SOURCE.
I finally got some credible results.

But Only one thing

When the agent travels from say radian of 0

and when it elevates to a directional vector of which it has a -ve x component (I meant just going left)

The right solution comes up to my mind was the agent turns right and starts to elevate and goes around

eventually hitting a sort of upwards vector which pointing to the left and going into the screen somewhat.

But With Slerp or Lerp which comes from D3DX, the interpolation always wants to choose the shortest path,

I want the interpolation function takes the longer path, which indeed has to go around a large helix

before hitting the straight line segment, In my case, it chooses a shorter path and then connects with

the straight line with an abrupt turn which I believe is wrong.

When the dubins got some ideas knowing it is a right turn, can I force the Slerp or Lerp to go around

and choose the longer path?

Or In the picture, the agent actually has to go the other way round, but it *must* choose a longer path before

it stops the interpolation.

Hang on, I double checked, looks like the directional vector is wrong, the right turn ends at 0.6,xx,xx What the heck

So the interpolation will stop very quickly

Thanks

Jack[attachment=33558:2016-09-30 16_31_13-TestSB.jpg]

But wait a minute

Why with a right turn, the center of rotation should be in the positive x range

What did I do wrong?

DATASET EXTRACT.
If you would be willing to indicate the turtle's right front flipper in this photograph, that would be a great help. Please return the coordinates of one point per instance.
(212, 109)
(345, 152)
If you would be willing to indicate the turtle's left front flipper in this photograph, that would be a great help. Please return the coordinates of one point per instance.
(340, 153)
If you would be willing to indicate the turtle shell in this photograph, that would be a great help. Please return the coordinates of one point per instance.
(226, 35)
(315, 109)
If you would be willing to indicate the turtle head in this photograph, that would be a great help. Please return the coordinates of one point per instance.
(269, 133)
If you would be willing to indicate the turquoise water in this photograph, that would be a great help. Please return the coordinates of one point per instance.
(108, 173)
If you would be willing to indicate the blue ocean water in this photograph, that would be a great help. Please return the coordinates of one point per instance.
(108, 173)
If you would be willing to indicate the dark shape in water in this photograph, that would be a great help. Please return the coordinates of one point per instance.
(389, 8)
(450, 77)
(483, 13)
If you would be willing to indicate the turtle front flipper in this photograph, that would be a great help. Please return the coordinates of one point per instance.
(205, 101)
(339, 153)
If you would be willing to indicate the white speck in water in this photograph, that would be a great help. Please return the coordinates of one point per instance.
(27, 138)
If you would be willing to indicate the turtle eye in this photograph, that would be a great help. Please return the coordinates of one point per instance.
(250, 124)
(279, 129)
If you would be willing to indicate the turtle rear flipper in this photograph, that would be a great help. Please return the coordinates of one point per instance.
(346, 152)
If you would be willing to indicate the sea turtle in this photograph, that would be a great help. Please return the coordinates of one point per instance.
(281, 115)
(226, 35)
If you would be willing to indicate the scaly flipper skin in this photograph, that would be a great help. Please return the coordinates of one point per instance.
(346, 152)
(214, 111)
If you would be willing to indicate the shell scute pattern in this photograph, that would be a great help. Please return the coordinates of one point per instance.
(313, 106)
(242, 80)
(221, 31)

==

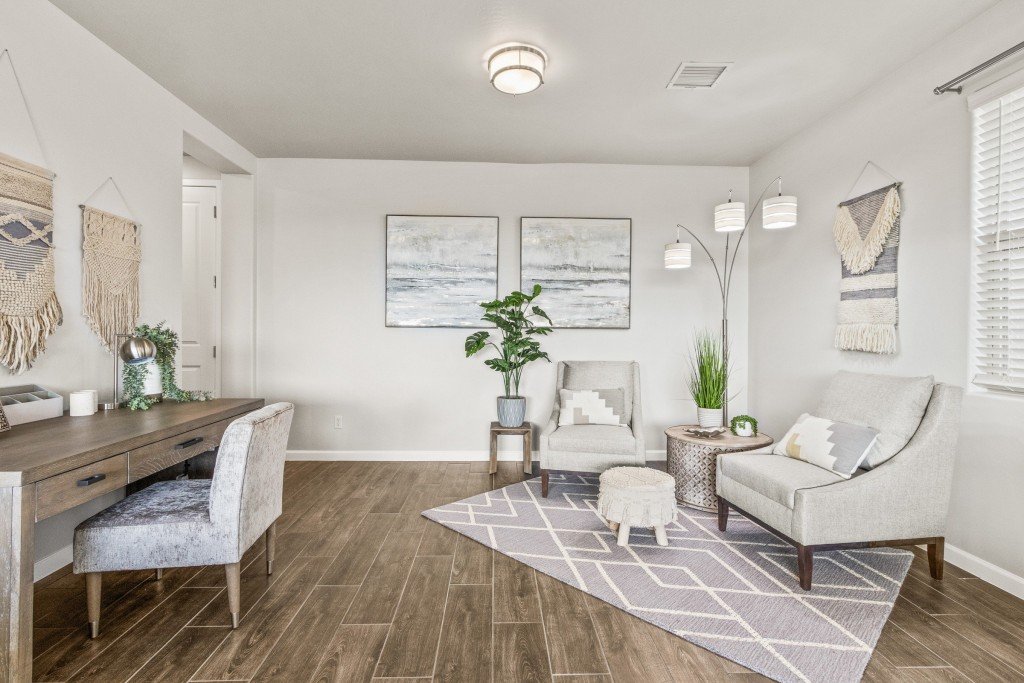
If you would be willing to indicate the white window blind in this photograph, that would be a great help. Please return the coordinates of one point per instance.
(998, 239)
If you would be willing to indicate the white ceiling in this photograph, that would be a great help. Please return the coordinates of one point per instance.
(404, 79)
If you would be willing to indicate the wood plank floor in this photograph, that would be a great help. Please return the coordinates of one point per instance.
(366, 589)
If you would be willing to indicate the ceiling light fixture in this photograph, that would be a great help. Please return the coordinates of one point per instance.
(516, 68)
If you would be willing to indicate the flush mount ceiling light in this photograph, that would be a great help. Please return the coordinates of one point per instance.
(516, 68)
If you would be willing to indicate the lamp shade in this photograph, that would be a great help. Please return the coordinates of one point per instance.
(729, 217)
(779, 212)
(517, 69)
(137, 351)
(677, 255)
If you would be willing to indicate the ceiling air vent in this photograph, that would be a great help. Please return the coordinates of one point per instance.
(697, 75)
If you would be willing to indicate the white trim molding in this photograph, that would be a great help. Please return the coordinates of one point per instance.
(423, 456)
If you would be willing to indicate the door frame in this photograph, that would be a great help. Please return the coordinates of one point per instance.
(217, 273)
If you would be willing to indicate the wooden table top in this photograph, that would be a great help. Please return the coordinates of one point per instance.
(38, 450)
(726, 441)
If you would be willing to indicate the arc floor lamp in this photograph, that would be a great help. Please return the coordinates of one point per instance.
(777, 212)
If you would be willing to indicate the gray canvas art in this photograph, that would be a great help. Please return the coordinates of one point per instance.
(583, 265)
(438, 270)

REQUIRED WORK.
a: Please decide whether each statement agrees with the Slerp post, answering yes or no and quoting the deciding words: (i) Slerp and Lerp from D3DX always favor the shortest path; (ii) the writer wants the interpolation to take the shorter path; (iii) the writer thinks the abrupt turn onto the straight line is correct.
b: Pick up the Slerp post after its final line and continue it.

ANSWERS BELOW.
a:
(i) Yes: "the interpolation always wants to choose the shortest path"
(ii) No: "I want the interpolation function takes the longer path"
(iii) No: "with an abrupt turn which I believe is wrong"

b:
[attachment=33559:2016-09-30 16_59_18-TestOpenTissue2 (Debugging) - Microsoft Visual Studio (Administrator).jpg]

Oh hell yeah.... rotZ(PI/2) instead of rotZ(-PI/2)

D3DXVECTOR3 dot(D3DXVECTOR3 t1, D3DXMATRIX t2)
{

// x = ax + by + cz
// y = px + qy + rz
// z = ux + vy + wz

//double x = t1.x * t2._11 + t1.y * t2._21 + t1.z * t2._31;
//double y = t1.x * t2._12 + t1.y * t2._22 + t1.z * t2._32;
//double z = t1.x * t2._13 + t1.y * t2._23 + t1.z * t2._33;

double x = t1.x * t2._11 + t1.y * t2._12 + t1.z * t2._13;
double y = t1.x * t2._21 + t1.y * t2._22 + t1.z * t2._23;
double z = t1.x * t2._31 + t1.y * t2._32 + t1.z * t2._33;

return D3DXVECTOR3(x, y, z);
}

D3DXMATRIX rotZ(float angle)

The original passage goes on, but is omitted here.